» Task list:
a: State whether each statement agrees with the passage on German military restructuring, answering yes or no and quoting the words that decide it: (i) a THW advance unit will look for ways to relieve German soldiers in Afghanistan; (ii) tasks that need combat weapons should increasingly go to civilians; (iii) the THW has only recently begun cooperating with the Bundeswehr.
b: Rewrite the passage on German military restructuring from "Berlin is also" up to and including "in military interventions.", replacing "Bundeswehr" with "German armed forces" wherever it occurs.

» Reading passage:

Berlin is also planning restructuring inside the Bundeswehr. For example tasks that can be accomplished without combat weapons should increasingly be taken over by civilians. A Federal Agency for Technical Relief (THW) advance unit will soon seek out possibilities of relieving German soldiers in Afghanistan. According to reports, "military officers envisage for example that THW assistants could replace soldiers in fire prevention units." The THW has always been cooperating with the Bundeswehr in the so called disaster management. It is revealing its true nature as a military aid organization through its deployment in military interventions.

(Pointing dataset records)
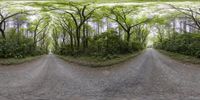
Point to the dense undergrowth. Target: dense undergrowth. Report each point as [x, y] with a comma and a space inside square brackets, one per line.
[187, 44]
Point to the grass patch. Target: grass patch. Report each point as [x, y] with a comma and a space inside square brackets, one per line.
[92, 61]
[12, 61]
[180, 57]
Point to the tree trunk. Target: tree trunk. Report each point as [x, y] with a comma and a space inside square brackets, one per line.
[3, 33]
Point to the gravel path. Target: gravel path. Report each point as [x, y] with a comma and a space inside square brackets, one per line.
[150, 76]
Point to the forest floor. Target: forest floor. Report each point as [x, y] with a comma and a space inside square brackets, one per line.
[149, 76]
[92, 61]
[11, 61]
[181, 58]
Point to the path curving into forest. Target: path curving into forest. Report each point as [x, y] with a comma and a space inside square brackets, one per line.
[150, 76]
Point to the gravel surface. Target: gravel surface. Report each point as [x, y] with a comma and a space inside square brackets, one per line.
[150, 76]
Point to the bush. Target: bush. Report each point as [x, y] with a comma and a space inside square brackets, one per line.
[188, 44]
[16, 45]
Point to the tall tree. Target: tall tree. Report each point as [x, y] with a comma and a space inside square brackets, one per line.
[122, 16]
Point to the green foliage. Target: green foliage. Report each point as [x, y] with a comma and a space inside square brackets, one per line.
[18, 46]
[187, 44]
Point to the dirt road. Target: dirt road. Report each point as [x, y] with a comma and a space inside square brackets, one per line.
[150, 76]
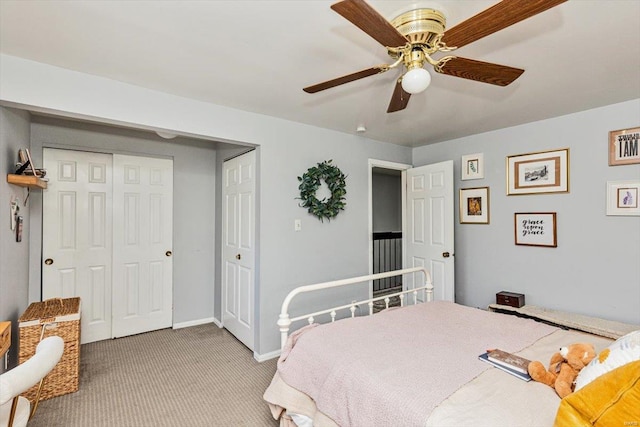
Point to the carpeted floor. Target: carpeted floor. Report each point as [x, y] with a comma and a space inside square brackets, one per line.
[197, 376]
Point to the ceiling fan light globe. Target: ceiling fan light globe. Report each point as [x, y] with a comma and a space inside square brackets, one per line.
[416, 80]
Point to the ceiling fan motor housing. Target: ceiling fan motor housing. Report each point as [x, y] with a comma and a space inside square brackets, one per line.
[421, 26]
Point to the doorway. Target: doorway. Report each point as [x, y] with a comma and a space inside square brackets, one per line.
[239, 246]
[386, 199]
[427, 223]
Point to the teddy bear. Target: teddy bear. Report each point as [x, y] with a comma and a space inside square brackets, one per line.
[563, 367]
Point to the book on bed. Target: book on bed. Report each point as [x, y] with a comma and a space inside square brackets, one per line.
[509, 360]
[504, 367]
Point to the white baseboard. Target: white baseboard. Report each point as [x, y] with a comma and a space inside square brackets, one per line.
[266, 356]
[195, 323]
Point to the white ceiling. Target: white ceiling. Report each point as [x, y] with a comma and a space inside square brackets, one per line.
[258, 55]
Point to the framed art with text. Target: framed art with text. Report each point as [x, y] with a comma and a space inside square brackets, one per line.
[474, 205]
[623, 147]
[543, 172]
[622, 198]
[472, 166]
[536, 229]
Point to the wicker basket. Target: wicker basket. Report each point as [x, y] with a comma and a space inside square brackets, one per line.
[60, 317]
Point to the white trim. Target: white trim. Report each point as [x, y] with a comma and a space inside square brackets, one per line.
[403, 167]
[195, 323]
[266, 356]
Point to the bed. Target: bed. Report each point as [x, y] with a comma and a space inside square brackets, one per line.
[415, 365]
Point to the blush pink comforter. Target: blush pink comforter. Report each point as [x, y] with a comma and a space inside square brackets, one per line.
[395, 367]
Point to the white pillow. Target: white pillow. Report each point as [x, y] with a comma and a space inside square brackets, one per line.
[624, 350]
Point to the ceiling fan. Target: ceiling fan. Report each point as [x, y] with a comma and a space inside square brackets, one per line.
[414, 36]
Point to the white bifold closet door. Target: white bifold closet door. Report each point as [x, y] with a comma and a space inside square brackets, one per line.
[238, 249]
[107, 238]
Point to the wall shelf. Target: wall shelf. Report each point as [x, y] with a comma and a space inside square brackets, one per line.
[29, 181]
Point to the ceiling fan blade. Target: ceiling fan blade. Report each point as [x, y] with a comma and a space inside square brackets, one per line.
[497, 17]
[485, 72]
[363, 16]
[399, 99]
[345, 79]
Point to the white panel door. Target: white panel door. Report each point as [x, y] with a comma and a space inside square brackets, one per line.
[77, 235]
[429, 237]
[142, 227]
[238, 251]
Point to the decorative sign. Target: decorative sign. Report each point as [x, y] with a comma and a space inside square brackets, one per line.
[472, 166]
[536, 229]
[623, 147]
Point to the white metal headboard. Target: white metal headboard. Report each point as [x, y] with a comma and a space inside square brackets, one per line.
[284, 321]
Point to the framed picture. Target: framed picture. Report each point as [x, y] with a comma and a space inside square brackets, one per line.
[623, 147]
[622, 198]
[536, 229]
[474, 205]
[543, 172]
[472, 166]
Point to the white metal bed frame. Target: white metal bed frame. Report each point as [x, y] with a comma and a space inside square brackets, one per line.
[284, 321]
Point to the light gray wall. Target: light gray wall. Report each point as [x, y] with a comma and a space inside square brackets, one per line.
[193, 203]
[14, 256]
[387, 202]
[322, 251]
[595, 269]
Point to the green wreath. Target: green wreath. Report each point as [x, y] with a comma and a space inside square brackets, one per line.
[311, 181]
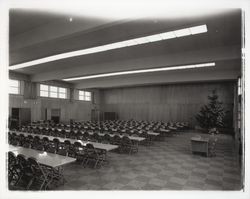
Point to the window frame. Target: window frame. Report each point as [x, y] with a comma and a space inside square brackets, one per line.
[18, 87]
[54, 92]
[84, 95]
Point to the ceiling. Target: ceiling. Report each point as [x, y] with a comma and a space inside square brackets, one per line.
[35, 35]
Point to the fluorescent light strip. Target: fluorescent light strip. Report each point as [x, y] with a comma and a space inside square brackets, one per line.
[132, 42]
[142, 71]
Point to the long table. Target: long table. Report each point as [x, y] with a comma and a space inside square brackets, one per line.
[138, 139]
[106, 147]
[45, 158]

» Answers for the exercise:
a:
(i) Yes: "A Federal Agency for Technical Relief (THW) advance unit will soon seek out possibilities of relieving German soldiers in Afghanistan."
(ii) No: "tasks that can be accomplished without combat weapons should increasingly be taken over by civilians."
(iii) No: "The THW has always been cooperating with the Bundeswehr in the so called disaster management."

b:
Berlin is also planning restructuring inside the German armed forces. For example tasks that can be accomplished without combat weapons should increasingly be taken over by civilians. A Federal Agency for Technical Relief (THW) advance unit will soon seek out possibilities of relieving German soldiers in Afghanistan. According to reports, "military officers envisage for example that THW assistants could replace soldiers in fire prevention units." The THW has always been cooperating with the German armed forces in the so called disaster management. It is revealing its true nature as a military aid organization through its deployment in military interventions.